Consigne → D'après le texte sur Raqqa, quel sera le coût de la réhabilitation du principal hôpital de la ville ?

Toutefois, malgré cette situation, la vie a repris son cours. De nombreux habitants de Raqqa, qui comptait jusqu’à 300 000 âmes, continuent de rentrer après avoir fui en masse la ville après l’arrivée des jihadistes en 2014. Selon des chiffres de l’ONU, 138 000 déplacés sont retournés dans la localité depuis la fin des hostilités, sans compter ceux qui ont rallié leurs villages situés dans le gouvernorat du même nom, divisé en deux zones, l’une contrôlée par les Kurdes syriens, et l’autre, au sud de Raqqa, par Damas.
Insécurité alimentaire et services limités
Mais près de 95 % des ménages qui sont revenus à Raqqa, où ils vivent dans des logements précaires, souffrent d’insécurité alimentaire. L’accès à certains services de base s’est amélioré, comme l’accès à l’eau grâce à la réparation de certaines canalisations détruites, mais reste insuffisant. Selon un rapport onusien daté de mi-juillet, seuls 50 % des habitants profitent du réseau de distribution d’eau (non-potable), le reste de la population ayant recours à de l’eau non-traitée de l’Euphrate, acheminée par des camions-citernes. L’alimentation en électricité reste également très problématique et partielle dans la majorité des quartiers de la ville, à cause des destructions et des pillages de matériels.
Les infrastructures ont également été durement touchées, notamment les écoles, certaines ont été rasées et les autres manquent de matériel scolaire et autres fournitures. Les services de santé, le plus souvent fournis par des cliniques privées, restent eux très limités, malgré les efforts des ONG humanitaires (campagne de vaccination, lutte contre les contaminations et les épidémies). Comme un symbole, le principal hôpital de Raqqa, qui pouvait accueillir des centaines de personnes par jour, est toujours à l’abandon et en ruine, faute de « sponsors ». La réhabilitation de l’hôpital, transformé en fortin par les jihadistes, coûtera 5,1 millions d’euros (hors matériel médical), selon le conseil civil de Raqqa.
Des « milliers de corps qui n’ont pas été récupérés »
L’insécurité est une autre source d’inquiétude pour la population. Une insécurité incarnée par les milliers de mines disséminées dans la ville par l’EI. Des engins explosifs – plus de 8 000 selon les autorités locales – qui angoissent les habitants, et qui ralentissent l’avancée de certains travaux. Selon l’ONU, depuis janvier 2018, entre 20 et 25 incidents par semaine, parfois mortels, surviennent à Raqqa. Les enfants sont majoritaires parmi les victimes – morts ou blessés –, du fait qu’ils jouent à l’extérieur à cause de la chaleur, dans des ruines ou dans des zones à risques non-déminées.

Extraits de données →
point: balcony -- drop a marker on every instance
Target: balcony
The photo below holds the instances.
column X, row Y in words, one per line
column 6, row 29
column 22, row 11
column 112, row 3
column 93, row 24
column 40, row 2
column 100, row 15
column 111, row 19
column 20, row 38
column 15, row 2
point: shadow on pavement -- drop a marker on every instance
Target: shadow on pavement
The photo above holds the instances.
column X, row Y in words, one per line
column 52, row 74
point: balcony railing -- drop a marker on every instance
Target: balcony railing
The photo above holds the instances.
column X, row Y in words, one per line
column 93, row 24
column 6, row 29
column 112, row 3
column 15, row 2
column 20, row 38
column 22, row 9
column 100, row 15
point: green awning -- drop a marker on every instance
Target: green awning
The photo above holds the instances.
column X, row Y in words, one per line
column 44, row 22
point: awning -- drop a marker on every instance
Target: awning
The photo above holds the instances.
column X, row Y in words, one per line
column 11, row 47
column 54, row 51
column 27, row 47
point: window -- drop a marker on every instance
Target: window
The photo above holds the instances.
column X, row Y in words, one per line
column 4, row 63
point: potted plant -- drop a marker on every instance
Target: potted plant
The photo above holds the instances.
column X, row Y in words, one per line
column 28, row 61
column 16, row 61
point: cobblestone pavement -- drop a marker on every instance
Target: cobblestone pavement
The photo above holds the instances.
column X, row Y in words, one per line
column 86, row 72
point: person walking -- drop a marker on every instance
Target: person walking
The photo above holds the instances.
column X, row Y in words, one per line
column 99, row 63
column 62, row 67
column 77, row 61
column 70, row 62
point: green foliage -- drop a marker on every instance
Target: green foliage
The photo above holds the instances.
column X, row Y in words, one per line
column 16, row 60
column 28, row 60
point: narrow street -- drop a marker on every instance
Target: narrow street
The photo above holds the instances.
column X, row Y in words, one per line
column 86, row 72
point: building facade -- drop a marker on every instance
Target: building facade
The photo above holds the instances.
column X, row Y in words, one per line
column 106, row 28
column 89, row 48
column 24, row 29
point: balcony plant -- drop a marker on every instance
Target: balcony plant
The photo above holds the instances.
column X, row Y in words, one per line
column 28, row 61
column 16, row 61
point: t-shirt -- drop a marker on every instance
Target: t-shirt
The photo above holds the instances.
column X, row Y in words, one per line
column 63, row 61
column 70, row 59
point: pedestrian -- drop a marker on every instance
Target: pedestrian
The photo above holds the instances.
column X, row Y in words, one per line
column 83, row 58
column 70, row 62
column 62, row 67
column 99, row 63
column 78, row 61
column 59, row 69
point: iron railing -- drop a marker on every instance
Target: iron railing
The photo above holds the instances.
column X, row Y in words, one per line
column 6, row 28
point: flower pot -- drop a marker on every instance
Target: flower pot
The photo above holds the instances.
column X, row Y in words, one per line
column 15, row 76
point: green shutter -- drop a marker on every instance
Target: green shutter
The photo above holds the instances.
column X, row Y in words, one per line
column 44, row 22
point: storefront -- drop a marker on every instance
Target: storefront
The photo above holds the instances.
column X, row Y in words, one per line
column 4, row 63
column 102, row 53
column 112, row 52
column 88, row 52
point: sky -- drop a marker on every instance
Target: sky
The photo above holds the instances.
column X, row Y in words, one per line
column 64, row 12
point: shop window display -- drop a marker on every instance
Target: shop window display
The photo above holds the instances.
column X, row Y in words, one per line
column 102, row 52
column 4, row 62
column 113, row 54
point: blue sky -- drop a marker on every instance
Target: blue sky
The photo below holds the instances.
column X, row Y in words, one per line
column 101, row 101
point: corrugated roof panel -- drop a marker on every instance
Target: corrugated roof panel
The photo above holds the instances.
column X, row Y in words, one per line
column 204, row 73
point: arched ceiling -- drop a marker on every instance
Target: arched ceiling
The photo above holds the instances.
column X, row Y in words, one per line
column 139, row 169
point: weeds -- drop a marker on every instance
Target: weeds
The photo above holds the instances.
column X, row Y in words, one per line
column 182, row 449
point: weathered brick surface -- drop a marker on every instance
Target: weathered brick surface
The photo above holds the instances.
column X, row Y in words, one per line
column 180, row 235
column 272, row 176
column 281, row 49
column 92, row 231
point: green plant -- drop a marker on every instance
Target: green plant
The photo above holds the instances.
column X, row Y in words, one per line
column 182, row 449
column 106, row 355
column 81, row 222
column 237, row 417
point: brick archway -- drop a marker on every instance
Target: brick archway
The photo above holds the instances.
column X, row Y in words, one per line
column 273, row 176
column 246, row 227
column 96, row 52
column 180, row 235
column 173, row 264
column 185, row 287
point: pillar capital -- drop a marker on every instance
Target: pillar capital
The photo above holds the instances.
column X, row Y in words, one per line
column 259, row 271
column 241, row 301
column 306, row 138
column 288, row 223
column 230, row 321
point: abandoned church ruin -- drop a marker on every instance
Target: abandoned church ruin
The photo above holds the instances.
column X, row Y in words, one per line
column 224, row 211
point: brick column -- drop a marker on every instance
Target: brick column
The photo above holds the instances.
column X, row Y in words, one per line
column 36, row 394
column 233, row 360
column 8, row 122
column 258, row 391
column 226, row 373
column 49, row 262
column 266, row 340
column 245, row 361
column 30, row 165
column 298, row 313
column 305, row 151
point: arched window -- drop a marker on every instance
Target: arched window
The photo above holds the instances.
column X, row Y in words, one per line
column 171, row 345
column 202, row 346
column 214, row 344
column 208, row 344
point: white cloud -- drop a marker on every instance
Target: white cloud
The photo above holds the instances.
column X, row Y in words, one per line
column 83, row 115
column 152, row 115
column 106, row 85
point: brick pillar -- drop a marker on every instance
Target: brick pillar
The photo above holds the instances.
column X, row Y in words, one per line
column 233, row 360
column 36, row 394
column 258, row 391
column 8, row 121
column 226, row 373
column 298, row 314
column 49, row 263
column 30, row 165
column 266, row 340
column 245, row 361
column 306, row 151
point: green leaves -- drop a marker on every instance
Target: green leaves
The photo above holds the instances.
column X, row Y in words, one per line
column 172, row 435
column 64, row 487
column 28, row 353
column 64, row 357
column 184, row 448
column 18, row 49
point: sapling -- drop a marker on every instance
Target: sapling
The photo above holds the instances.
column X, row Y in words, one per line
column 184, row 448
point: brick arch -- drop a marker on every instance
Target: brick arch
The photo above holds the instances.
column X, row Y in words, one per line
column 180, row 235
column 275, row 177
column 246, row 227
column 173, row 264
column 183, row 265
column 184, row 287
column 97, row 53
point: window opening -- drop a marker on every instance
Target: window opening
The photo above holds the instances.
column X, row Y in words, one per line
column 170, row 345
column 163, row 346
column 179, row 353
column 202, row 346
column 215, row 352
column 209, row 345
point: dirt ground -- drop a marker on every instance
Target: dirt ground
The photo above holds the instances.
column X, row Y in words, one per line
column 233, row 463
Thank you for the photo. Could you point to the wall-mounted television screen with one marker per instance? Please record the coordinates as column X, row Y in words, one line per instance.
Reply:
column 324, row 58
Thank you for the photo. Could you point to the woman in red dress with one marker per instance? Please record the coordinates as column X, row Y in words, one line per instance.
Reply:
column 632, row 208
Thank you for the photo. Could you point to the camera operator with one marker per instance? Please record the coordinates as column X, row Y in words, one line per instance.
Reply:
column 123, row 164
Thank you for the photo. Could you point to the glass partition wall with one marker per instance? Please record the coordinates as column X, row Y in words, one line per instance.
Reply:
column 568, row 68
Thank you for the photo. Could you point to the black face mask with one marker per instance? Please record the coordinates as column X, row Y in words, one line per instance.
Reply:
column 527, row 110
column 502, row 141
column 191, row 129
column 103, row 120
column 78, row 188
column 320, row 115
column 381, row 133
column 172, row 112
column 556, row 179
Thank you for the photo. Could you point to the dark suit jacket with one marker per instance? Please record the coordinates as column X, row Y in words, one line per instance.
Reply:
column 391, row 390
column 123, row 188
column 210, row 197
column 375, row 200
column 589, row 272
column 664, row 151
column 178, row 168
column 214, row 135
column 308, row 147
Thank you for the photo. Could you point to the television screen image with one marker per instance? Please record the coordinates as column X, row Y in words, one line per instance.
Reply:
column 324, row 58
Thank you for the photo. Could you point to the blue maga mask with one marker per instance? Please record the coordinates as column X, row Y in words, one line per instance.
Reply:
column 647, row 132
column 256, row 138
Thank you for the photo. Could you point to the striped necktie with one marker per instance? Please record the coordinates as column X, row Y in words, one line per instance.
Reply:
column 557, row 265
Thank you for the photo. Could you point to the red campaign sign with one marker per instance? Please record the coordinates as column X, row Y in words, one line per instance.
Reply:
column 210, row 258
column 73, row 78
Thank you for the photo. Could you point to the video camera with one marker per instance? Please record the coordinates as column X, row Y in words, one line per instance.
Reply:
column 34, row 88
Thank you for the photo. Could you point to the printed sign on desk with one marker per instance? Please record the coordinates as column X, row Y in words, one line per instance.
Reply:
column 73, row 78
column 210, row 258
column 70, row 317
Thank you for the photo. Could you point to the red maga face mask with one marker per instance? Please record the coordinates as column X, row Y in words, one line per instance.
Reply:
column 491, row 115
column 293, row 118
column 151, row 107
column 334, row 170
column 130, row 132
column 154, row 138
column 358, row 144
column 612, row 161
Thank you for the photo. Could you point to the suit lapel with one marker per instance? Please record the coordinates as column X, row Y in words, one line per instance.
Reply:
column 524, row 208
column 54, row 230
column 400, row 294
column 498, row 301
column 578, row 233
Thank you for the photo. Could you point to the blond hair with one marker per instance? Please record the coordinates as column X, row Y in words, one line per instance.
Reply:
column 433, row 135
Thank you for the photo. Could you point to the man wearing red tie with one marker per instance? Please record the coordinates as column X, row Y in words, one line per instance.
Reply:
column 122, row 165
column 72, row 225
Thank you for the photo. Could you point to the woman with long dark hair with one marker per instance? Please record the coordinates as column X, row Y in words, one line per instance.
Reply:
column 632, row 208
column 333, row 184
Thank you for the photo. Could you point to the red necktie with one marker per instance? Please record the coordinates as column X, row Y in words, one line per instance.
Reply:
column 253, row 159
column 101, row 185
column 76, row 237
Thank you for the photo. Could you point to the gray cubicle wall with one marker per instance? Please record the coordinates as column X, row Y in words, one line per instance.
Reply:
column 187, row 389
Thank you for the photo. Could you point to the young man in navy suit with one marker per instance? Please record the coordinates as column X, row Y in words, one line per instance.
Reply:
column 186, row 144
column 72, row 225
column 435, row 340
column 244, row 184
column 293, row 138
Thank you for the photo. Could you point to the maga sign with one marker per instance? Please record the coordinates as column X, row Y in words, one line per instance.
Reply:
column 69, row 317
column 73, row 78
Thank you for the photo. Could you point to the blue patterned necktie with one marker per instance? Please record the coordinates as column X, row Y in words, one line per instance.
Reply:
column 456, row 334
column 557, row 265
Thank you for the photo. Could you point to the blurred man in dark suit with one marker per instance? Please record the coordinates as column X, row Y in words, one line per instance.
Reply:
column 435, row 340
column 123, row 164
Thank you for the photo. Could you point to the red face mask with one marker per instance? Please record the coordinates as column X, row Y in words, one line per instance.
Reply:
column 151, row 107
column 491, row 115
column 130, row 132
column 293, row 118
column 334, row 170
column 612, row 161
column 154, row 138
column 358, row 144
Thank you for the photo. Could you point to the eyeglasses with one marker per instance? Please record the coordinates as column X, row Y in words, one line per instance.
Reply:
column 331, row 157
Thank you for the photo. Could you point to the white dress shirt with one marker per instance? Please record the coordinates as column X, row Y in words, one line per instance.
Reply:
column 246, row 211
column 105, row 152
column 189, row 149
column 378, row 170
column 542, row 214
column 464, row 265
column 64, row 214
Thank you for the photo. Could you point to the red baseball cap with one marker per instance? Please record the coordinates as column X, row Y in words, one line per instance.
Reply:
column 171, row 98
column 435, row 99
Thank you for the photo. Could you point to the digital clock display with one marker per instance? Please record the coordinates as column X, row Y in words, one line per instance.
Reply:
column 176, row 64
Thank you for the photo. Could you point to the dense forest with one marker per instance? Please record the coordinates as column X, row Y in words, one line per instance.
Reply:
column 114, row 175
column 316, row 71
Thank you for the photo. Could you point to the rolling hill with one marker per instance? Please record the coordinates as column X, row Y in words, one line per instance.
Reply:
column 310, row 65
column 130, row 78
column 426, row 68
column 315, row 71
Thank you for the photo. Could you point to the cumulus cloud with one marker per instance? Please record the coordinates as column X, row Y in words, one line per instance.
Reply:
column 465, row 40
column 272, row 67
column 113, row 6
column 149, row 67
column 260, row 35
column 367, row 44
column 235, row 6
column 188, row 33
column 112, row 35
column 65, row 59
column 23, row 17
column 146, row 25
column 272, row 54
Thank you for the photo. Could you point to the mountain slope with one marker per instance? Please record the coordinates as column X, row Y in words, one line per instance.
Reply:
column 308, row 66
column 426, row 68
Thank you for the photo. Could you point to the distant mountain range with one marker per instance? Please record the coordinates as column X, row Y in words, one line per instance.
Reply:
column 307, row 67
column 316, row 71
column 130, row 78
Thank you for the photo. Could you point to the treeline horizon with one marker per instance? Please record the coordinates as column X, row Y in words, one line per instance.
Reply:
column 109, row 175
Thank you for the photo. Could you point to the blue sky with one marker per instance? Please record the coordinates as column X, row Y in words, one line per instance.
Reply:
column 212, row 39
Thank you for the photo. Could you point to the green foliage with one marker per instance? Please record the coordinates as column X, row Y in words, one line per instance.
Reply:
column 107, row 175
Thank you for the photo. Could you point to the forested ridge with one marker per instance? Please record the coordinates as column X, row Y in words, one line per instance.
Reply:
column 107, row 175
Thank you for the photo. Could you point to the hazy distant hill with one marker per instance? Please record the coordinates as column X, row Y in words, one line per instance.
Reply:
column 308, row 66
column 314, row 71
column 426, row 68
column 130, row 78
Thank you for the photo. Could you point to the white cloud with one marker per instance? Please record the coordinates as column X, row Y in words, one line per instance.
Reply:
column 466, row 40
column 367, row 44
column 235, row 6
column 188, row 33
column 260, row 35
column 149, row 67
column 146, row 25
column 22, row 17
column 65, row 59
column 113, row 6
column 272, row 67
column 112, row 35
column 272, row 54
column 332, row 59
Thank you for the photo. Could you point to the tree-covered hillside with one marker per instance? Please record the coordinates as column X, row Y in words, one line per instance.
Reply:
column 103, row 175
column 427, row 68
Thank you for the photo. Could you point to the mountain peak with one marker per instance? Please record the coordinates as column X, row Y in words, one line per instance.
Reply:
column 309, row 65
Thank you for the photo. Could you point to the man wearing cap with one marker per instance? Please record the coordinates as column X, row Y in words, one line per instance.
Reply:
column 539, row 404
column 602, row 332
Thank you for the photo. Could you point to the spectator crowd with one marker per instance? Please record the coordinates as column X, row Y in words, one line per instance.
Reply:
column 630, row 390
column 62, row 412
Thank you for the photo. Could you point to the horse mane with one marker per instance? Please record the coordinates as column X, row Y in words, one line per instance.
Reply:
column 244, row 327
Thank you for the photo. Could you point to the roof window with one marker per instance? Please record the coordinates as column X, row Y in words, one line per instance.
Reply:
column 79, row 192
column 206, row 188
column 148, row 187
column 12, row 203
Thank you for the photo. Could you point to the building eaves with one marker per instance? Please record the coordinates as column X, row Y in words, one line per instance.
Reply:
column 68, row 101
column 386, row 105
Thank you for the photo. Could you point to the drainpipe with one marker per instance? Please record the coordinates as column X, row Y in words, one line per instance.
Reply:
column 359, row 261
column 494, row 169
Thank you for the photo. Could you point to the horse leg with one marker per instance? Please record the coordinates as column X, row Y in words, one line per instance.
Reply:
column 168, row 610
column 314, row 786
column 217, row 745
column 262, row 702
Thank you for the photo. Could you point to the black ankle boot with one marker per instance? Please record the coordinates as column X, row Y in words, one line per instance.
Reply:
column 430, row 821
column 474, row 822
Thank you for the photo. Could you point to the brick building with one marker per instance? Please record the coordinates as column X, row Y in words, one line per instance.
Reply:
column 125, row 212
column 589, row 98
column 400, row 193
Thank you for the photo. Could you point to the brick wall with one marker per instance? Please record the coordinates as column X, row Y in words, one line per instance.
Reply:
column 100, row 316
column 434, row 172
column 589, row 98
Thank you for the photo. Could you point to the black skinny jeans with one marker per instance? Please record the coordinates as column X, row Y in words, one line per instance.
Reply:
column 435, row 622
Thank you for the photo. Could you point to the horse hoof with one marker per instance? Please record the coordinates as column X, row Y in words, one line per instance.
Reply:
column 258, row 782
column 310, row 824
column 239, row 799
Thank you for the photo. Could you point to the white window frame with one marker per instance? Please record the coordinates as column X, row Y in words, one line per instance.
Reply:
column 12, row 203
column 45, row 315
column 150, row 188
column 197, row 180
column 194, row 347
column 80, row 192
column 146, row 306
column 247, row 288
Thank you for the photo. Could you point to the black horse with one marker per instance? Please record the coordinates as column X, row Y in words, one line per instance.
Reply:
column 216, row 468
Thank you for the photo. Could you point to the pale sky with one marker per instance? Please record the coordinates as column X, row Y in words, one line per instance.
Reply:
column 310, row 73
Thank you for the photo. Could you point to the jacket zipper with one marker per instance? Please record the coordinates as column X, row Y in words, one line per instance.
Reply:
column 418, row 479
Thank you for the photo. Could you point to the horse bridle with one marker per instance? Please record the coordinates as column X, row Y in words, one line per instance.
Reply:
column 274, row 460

Réponse → 5,1 millions d'euros, hors matériel médical, selon le conseil civil de Raqqa.